— WORK ORDER —
Count up the lines of the data below that contain the string "coping", then give only the total.

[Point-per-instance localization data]
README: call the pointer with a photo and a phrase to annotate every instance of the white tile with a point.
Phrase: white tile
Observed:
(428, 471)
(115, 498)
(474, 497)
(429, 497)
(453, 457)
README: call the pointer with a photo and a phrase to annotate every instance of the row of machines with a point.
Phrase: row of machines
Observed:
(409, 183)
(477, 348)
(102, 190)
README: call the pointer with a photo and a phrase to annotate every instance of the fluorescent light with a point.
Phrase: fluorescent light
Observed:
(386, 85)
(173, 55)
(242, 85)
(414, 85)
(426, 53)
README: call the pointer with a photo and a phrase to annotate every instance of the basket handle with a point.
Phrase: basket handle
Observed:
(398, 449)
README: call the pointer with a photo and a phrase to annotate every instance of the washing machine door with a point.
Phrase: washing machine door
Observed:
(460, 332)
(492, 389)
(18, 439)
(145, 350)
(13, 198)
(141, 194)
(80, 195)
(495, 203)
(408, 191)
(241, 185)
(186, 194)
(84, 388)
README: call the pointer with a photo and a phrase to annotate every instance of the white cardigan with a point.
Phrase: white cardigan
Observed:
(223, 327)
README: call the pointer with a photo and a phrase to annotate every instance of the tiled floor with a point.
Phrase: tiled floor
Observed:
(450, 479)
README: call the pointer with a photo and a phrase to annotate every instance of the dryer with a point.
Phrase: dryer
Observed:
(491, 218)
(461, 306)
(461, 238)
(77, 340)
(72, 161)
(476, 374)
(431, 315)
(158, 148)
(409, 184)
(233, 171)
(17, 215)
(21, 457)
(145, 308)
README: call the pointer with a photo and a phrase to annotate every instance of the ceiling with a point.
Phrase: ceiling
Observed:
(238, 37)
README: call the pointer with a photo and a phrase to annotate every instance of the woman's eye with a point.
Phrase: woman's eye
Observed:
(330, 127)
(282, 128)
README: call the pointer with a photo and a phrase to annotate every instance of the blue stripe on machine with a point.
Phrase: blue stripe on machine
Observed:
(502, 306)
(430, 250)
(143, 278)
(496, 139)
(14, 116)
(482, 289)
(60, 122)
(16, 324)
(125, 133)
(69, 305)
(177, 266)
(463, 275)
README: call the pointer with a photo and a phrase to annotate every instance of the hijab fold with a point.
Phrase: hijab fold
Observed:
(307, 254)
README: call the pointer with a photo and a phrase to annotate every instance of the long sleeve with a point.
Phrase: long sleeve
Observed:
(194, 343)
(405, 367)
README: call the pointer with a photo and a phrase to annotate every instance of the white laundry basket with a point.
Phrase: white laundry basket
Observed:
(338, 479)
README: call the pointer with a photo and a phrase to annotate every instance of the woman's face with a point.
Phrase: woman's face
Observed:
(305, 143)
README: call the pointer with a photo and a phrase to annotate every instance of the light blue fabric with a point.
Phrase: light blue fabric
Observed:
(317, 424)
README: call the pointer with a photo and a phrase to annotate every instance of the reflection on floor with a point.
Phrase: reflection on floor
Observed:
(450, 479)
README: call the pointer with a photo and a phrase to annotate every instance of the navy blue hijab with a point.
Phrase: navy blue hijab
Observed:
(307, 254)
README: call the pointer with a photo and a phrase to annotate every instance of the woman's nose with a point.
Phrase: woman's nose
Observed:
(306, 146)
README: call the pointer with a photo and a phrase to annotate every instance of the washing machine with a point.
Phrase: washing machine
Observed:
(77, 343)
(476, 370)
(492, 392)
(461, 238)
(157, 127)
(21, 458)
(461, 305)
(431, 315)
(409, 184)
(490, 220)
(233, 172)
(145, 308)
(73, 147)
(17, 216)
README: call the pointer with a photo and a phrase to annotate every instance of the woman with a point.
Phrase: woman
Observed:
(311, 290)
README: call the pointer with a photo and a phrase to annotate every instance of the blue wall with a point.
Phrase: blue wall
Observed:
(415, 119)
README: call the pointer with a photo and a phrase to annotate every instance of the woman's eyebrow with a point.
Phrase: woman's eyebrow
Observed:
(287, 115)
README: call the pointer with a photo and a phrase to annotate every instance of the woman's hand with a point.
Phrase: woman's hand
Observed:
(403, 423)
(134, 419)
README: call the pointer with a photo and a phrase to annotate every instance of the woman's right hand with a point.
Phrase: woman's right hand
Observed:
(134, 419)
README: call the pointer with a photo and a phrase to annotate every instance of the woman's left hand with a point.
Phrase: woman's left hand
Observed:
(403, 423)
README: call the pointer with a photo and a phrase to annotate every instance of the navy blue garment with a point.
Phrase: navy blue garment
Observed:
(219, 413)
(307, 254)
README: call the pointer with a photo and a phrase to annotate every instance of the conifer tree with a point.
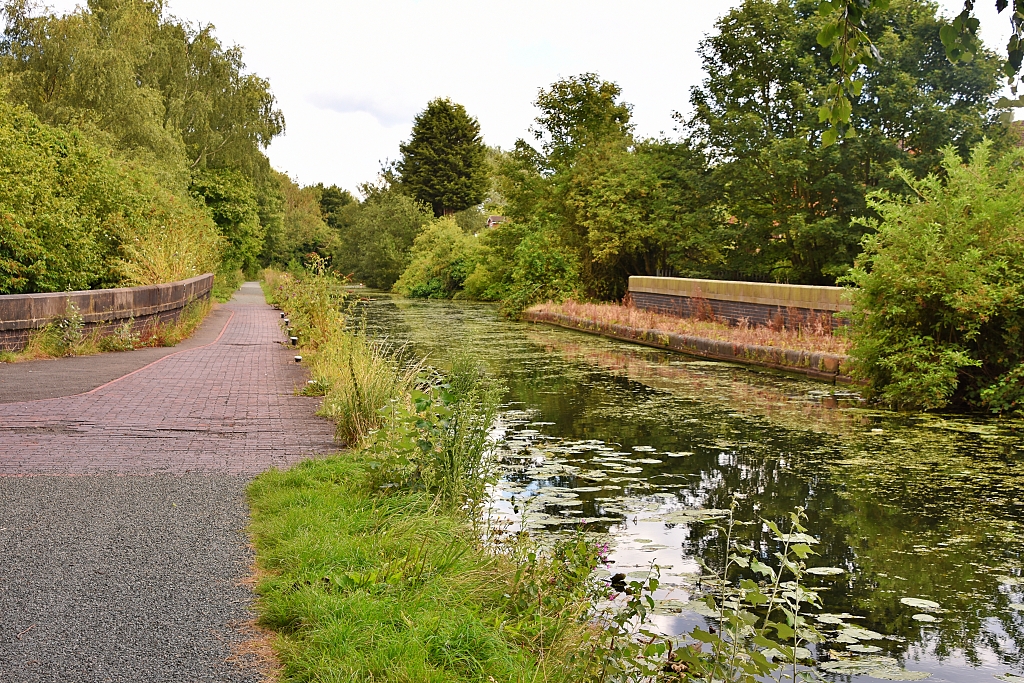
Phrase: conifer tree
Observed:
(444, 163)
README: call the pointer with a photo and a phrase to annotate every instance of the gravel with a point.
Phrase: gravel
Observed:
(123, 579)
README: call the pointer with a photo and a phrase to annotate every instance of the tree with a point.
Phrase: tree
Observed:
(939, 298)
(616, 207)
(152, 84)
(444, 163)
(846, 34)
(231, 199)
(73, 215)
(376, 240)
(792, 201)
(441, 259)
(302, 229)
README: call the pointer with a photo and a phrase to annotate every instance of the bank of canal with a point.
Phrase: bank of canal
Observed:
(635, 442)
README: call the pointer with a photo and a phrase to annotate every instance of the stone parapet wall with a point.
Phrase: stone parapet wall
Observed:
(758, 303)
(826, 367)
(20, 314)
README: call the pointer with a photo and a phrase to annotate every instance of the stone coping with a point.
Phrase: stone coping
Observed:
(825, 367)
(30, 311)
(771, 294)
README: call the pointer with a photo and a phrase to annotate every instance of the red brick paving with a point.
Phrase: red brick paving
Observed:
(229, 407)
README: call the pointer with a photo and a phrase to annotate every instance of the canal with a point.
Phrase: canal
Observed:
(920, 517)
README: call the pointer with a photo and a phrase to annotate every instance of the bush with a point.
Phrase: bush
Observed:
(374, 246)
(74, 216)
(543, 270)
(442, 257)
(939, 305)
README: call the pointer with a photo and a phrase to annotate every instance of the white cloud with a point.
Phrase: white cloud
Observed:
(350, 76)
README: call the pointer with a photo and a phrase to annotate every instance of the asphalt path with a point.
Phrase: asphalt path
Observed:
(123, 546)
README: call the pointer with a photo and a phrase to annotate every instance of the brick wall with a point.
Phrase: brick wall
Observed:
(20, 314)
(759, 303)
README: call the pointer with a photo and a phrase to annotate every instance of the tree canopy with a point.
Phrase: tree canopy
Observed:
(443, 165)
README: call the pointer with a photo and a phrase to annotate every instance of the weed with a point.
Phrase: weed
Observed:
(813, 334)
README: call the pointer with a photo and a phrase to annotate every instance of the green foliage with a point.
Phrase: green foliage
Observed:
(543, 270)
(225, 284)
(377, 237)
(444, 163)
(367, 585)
(792, 202)
(442, 257)
(302, 228)
(845, 33)
(148, 83)
(437, 436)
(231, 198)
(939, 304)
(74, 216)
(170, 98)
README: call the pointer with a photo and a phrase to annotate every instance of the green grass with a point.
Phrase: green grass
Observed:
(225, 284)
(366, 586)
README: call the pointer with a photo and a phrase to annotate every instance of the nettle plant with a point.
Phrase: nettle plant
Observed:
(759, 630)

— EXERCISE SOLUTION —
2